··· Task inputs
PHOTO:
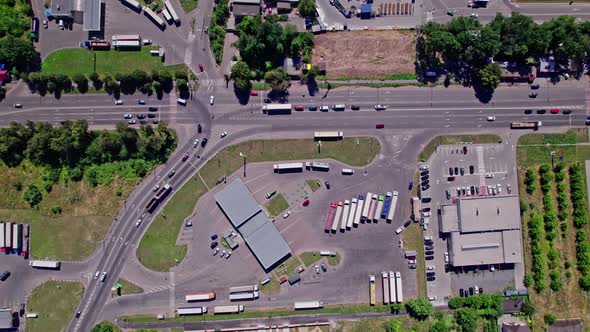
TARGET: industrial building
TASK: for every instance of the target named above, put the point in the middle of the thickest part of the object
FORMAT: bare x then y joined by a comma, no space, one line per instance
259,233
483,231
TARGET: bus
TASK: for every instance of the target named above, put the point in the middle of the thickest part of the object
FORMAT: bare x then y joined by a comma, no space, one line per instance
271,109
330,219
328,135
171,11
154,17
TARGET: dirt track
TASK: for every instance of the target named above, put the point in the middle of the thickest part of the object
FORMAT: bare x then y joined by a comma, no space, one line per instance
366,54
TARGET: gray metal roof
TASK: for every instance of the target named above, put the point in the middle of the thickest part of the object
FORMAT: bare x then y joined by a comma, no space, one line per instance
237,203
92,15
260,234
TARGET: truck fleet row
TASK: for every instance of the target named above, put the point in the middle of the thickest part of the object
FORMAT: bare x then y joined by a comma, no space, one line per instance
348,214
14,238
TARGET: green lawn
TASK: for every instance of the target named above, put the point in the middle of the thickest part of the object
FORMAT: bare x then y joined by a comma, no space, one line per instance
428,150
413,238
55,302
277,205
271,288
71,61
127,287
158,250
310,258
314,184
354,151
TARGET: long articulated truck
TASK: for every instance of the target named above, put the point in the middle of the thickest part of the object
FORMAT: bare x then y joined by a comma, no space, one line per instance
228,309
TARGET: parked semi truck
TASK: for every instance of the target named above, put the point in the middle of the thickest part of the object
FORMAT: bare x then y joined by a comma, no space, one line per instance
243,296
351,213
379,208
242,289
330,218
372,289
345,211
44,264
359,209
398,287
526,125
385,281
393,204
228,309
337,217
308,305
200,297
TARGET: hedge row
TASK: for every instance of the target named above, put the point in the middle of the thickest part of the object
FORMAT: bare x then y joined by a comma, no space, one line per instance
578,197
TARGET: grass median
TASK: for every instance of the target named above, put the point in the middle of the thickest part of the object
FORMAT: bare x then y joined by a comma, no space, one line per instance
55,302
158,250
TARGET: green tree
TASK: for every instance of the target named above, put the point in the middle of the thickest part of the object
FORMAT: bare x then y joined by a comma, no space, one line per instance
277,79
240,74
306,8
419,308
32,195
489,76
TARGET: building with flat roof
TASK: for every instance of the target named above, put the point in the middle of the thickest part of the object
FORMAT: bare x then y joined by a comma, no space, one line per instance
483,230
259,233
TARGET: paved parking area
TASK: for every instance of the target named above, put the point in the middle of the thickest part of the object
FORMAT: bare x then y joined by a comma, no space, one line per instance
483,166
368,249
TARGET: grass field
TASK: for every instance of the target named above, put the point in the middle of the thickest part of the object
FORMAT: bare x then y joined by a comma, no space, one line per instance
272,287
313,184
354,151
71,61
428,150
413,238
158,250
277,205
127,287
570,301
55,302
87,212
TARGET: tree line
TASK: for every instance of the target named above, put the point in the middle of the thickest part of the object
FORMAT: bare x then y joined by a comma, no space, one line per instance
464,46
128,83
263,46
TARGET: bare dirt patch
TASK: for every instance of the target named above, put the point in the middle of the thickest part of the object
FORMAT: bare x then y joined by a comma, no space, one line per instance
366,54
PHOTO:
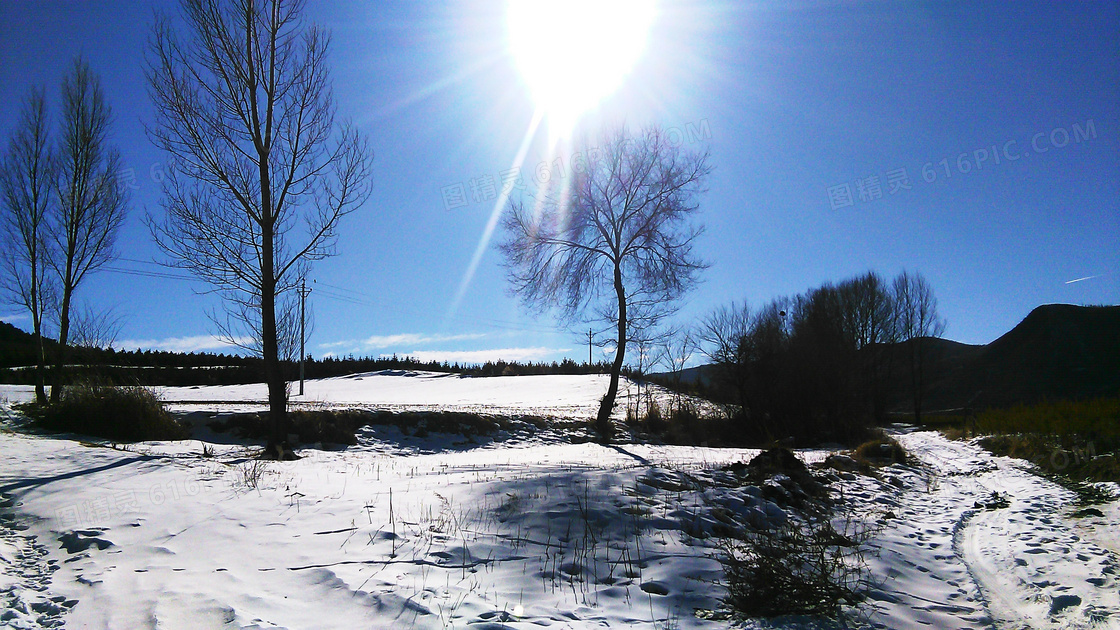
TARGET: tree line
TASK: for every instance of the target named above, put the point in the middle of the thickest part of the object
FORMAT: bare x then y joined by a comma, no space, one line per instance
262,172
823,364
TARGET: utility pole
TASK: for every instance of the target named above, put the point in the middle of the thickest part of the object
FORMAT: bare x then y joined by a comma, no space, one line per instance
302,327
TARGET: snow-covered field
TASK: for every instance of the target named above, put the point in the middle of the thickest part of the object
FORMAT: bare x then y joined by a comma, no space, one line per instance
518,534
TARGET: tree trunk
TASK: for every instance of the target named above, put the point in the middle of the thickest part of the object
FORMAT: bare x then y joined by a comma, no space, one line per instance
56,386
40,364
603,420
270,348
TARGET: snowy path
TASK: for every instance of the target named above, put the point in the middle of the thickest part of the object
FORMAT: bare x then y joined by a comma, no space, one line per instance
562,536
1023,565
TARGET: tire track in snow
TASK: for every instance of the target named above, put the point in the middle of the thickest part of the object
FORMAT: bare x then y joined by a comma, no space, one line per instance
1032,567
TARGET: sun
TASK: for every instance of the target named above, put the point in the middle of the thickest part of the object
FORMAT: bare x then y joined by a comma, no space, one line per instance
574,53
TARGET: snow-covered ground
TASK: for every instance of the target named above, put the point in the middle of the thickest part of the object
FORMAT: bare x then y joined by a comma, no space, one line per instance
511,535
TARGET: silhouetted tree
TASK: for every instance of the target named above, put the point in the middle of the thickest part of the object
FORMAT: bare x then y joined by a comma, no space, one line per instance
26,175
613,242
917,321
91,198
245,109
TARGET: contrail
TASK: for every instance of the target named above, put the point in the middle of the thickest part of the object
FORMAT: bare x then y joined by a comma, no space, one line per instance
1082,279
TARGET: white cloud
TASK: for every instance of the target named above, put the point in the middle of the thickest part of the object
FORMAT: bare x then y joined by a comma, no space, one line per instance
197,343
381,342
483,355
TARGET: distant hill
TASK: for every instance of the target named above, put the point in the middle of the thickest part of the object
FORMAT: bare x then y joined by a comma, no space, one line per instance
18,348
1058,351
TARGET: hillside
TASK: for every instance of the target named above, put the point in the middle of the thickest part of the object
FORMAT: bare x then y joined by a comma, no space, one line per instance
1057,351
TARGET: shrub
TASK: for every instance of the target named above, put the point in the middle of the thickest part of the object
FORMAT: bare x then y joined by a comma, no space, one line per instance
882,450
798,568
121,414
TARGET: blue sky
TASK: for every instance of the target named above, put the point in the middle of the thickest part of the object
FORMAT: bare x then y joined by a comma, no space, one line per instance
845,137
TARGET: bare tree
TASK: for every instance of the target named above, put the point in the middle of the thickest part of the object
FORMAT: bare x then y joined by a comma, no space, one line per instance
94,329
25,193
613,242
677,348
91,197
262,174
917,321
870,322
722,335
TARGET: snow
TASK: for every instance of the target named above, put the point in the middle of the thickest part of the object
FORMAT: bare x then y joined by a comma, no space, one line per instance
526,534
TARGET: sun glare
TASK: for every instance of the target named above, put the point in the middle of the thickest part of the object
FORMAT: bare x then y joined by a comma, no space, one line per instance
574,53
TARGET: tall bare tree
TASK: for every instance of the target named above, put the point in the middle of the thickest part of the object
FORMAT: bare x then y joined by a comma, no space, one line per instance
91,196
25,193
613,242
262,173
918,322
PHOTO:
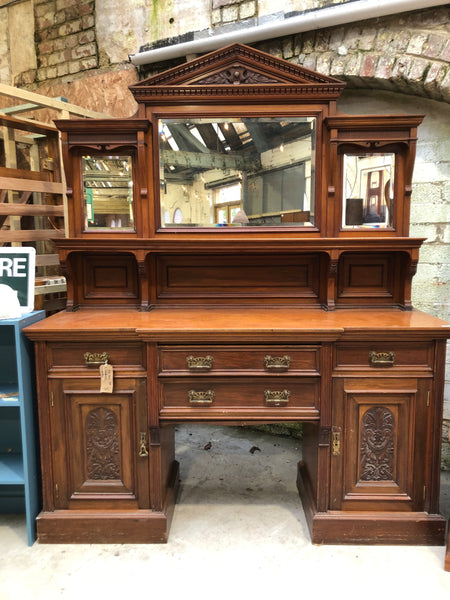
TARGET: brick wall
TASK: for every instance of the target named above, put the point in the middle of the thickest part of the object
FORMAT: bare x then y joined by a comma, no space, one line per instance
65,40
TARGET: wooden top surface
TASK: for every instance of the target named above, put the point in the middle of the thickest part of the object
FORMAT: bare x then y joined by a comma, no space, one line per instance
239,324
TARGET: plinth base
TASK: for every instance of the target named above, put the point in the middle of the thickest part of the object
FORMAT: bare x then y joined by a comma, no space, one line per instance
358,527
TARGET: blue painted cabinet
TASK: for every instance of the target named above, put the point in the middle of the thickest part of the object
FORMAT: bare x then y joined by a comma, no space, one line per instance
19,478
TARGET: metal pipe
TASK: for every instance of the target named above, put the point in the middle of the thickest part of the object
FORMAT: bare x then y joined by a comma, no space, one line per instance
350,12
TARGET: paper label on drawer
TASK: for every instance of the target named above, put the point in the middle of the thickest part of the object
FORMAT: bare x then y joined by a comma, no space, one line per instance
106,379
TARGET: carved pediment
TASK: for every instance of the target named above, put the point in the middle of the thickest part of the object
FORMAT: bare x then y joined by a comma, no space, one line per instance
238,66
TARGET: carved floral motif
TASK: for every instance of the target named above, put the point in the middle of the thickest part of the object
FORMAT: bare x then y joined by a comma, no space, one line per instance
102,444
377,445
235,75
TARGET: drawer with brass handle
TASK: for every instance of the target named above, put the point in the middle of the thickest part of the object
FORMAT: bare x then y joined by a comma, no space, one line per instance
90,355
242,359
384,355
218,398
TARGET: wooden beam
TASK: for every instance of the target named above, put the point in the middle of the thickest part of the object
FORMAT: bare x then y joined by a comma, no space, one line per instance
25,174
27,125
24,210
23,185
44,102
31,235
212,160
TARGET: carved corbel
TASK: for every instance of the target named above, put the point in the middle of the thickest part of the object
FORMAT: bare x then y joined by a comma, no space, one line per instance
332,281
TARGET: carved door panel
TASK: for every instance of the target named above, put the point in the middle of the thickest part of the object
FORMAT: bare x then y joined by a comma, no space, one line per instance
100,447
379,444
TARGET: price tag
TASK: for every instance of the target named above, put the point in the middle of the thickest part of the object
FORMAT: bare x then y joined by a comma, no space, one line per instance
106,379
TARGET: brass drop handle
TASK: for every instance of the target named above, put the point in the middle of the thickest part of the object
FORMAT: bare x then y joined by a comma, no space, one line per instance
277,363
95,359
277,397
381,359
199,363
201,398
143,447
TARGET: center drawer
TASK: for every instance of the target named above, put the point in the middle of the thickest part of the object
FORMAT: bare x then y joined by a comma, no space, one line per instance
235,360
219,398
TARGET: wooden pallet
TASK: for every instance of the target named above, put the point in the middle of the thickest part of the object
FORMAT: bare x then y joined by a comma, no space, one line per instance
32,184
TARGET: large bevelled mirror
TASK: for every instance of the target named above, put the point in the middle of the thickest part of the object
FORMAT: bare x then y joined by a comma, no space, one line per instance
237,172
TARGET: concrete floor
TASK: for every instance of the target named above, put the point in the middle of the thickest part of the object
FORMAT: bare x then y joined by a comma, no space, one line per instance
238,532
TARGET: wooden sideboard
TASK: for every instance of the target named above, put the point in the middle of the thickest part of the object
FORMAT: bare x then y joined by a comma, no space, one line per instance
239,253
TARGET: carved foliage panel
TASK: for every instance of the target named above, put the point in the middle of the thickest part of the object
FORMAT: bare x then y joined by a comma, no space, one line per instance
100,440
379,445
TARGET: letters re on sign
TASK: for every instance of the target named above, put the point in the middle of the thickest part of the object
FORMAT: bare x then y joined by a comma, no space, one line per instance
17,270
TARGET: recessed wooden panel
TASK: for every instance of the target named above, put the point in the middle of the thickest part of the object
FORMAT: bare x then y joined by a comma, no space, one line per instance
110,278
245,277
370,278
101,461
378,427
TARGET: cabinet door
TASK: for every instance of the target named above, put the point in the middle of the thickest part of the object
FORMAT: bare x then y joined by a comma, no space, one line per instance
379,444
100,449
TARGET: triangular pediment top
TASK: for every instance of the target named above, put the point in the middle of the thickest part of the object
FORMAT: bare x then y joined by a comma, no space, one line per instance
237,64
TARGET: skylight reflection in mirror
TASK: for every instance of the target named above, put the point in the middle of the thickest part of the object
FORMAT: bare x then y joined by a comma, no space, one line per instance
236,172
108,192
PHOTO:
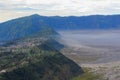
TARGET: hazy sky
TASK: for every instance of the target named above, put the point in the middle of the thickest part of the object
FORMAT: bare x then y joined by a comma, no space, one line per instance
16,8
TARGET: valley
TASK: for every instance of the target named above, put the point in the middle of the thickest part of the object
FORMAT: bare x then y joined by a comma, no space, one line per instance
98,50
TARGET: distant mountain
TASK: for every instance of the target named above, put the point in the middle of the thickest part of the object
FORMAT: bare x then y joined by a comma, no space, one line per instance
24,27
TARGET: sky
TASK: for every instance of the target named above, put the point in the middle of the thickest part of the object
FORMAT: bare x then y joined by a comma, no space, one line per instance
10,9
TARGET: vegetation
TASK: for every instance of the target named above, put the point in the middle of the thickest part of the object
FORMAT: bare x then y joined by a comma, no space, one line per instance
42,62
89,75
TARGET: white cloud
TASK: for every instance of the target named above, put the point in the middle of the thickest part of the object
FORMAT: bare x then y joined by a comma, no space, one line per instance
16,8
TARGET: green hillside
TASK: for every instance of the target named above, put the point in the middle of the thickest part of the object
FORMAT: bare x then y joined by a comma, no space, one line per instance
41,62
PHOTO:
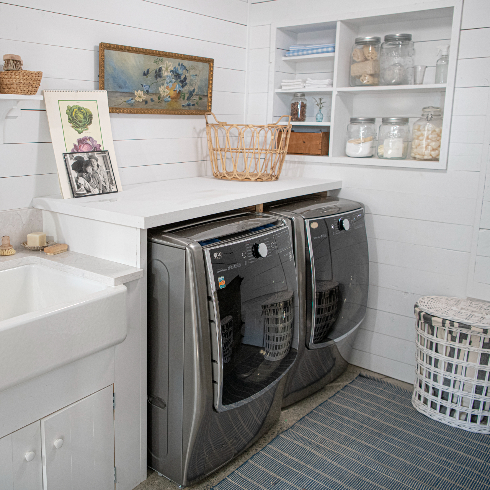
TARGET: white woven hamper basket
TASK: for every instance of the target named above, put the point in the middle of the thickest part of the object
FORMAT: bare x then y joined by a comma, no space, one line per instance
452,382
······
■ **Problem details**:
Transcribe, from the records above, the first line and every line after it up to and including the line with "TARGET: parked semi truck"; omit pictures.

■ **Expected answer**:
PHOTO:
TARGET: industrial building
TASK: for every instance of the target named above, put the point in the middle of the thickest part of the object
FORMAT: bare x then y joined by a comma, no space, one line per instance
259,233
483,231
TARGET: bus
TASK: for every instance of the target named above, put the point in the middle of the thickest part of the object
FORMAT: bare x then y joined by a comma, no space, one line per instance
271,109
330,219
328,135
171,11
154,17
TARGET: dirt track
TASK: for every instance of the target named above, put the point in the middle of the thickest part of the object
FORMAT: bare x then y joined by a comma, no space, one line per instance
366,54
TARGET: gray metal roof
TASK: for every instance of the target named above, put the point in the middle of the thickest part of the object
FORMAT: bare x then y joined by a comma, no space, one line per instance
237,203
92,15
260,234
TARGET: truck fleet row
TASK: for every instance of the target named above, put the point in the middle of the thickest part of the object
FORMAT: bare x then y joined by a comma, no space, one line per instance
348,214
14,238
TARGET: green lawn
TASK: for every instance of the target named above, put the point in the middle of the thickest part of the object
FORMAT: bare x then y joined by a comma, no space, one line per instance
428,150
413,238
55,302
277,205
271,288
71,61
127,287
158,250
310,258
314,184
354,151
TARGET: long articulated truck
TASK: for every instance of the target named above, put the point in the middle of the thickest part of the object
FORMAT: bare x then y joined by a comma, no space, one line per instance
228,309
TARGET: parked semi truck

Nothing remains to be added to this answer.